◆ Exercise tasks:
- A) According to the page excerpt on antidepressant use during pregnancy, why should pregnant individuals not stop taking prescribed antidepressants without consulting a doctor? Answer in one to three sentences.
- B) Write the next part of the page excerpt on antidepressant use during pregnancy, beginning after its final sentence.

◆ Page excerpt:
..............................
While these findings are promising, the authors stress that pregnant individuals should not stop taking prescribed antidepressants without consulting a doctor. Untreated depression and anxiety can pose serious risks to both the mother and child. Instead, the researchers hope their findings will lead to new antidepressant medications that work only in the gut and avoid entering the bloodstream—especially during pregnancy.

Larissa Takser, a pediatrician and co-author based in Quebec, noted the implications: “At the age of one, 63% of children exposed to antidepressants during pregnancy experienced constipation, compared with 31% of children whose mothers did not take medication. This finding suggests a potential connection between serotonin levels in utero and gut development, and opens new doors to examine SSRI properties not previously studied.”

The researchers are already working on next-generation antidepressants that would be delivered in a way that keeps the drug in the intestine, reducing systemic exposure. “Our findings indicate that we may be able to treat a mother’s depression or anxiety effectively without exposing the child,” Ansorge said, “and we are working on drug delivery technology that will hopefully help us achieve that.”

Margolis emphasized that the study is not intended to change clinical practice today. Instead, it is a call for more research on how antidepressants affect the gut, especially during development. “These are not clinical guidelines,” she said. “Rather, they are a call that more research is needed on the connection between SSRIs, serotonin, and the gut. It’s recommended that mothers and providers together consider treatment options that have been shown to be successful, including medications and cognitive behavioral therapy.”
..............................
Dataset entries
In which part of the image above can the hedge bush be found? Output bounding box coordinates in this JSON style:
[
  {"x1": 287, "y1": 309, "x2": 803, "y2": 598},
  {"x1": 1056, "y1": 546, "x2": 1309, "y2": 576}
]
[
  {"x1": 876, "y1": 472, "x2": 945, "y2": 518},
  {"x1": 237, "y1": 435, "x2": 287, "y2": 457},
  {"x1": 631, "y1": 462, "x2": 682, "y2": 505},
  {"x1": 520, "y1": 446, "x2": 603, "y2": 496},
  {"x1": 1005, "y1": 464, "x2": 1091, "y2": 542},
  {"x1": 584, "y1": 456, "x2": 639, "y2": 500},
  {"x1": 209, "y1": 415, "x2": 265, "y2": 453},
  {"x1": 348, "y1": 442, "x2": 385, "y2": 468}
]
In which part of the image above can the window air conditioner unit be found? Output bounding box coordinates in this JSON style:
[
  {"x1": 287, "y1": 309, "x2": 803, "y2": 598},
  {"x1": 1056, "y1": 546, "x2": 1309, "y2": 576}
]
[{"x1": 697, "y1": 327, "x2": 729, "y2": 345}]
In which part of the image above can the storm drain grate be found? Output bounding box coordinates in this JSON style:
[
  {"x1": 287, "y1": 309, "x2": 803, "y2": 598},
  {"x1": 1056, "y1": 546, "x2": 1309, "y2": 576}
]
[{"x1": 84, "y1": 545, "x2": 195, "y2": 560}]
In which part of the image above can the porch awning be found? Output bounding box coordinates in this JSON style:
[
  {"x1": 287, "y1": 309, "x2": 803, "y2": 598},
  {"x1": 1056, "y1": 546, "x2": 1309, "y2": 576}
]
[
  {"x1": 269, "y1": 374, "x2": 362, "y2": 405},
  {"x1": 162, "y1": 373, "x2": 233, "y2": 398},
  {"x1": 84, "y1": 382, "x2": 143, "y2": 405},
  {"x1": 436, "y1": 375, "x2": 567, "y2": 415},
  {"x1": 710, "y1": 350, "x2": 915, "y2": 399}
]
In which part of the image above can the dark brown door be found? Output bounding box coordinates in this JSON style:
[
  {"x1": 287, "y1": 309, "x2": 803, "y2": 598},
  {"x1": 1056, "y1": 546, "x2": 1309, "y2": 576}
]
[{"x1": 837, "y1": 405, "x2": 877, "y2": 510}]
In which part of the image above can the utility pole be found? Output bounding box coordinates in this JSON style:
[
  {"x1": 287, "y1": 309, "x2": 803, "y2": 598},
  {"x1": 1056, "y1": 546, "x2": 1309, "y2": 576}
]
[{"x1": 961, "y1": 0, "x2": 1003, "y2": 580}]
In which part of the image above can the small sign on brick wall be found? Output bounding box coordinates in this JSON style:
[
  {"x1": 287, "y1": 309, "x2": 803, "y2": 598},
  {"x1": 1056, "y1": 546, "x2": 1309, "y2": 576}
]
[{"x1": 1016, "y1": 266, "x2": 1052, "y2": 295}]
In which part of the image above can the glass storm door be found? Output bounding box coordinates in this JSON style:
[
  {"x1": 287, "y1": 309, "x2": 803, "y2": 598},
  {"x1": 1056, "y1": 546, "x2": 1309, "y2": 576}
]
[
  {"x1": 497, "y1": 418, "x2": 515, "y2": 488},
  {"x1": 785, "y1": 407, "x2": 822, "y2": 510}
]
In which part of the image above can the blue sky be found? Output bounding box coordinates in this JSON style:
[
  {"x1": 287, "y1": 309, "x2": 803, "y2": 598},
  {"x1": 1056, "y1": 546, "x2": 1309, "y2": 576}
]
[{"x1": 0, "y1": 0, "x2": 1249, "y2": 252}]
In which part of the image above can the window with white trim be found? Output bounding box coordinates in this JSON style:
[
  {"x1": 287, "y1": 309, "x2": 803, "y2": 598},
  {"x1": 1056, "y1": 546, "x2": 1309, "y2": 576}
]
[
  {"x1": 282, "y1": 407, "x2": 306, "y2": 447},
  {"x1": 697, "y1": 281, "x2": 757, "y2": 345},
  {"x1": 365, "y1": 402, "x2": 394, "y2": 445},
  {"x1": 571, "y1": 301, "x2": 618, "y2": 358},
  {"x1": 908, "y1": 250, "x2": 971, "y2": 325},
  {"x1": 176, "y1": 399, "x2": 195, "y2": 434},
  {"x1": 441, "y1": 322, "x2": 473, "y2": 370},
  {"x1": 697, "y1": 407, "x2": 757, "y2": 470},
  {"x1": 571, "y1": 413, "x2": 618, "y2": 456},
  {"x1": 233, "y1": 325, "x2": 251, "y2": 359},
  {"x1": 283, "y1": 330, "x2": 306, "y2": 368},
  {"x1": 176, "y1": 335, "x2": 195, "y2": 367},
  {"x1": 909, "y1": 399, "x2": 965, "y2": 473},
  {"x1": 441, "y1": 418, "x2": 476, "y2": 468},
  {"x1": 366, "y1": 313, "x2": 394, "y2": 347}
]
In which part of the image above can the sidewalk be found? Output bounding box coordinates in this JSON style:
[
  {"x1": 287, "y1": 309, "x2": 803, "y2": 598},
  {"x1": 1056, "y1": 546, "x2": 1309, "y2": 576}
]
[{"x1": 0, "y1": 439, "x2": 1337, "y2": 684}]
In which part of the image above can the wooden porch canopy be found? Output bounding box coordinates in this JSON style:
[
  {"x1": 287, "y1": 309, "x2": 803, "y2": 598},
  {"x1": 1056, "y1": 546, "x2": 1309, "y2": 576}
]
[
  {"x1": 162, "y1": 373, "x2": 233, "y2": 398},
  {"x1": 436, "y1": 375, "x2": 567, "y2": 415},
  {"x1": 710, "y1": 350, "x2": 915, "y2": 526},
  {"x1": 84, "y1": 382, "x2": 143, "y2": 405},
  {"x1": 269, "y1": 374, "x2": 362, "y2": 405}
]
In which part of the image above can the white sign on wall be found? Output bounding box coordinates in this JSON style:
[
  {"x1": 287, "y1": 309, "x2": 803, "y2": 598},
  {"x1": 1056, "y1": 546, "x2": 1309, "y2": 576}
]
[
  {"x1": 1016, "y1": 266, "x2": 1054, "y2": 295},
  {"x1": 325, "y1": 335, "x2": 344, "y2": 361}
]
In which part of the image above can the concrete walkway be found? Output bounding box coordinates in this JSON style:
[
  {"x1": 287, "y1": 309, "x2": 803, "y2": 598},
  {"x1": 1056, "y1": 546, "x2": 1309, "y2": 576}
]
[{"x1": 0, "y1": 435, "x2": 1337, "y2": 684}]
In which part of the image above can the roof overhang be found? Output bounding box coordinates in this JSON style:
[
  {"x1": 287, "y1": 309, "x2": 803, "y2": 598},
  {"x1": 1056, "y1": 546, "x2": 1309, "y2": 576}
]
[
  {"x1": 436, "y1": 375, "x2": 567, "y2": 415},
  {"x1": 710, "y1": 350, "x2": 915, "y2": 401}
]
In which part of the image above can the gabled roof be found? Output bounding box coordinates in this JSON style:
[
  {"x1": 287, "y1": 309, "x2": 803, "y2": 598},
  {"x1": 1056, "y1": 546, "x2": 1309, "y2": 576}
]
..............................
◆ Numbered answers:
- A) Untreated depression and anxiety can pose serious risks to both the mother and the child.

- B)
This research adds to growing interest in the gut-brain connection—a field that has revealed how gut bacteria, immune signals, and hormones interact with the nervous system. The idea that mood can be regulated from the gut opens new opportunities to improve mental health with fewer risks. If future clinical trials confirm these findings, we may see a new class of antidepressants designed to work where most of the body’s serotonin is made—not in the brain, but in the gut.

The study, “Intestinal epithelial serotonin as a novel target for treating disorders of gut-brain interaction and mood,” was authored by Lin Y. Hung, Nuno D. Alves, Andrew Del Colle, Ardesheer Talati, Sarah A. Najjar, Virginie Bouchard, Virginie Gillet, Yan Tong, Zixing Huang, Kirsteen N. Browning, Jialiang Hua, Ying Liu, James O. Woodruff, Daniel Juarez, Melissa Medina, Jonathan Posner, Raquel Tonello, Nazli Yalcinkaya, Narek Israelyan, Roey Ringel, Letao Yang, Kam W. Leong, Mu Yang, Ji Ying Sze, Tor Savidge, Jay Gingrich, Robert J. Shulman, Michael D. Gershon, Annie Ouellet, Larissa Takser, Mark S. Ansorge, and Kara Gross Margolis.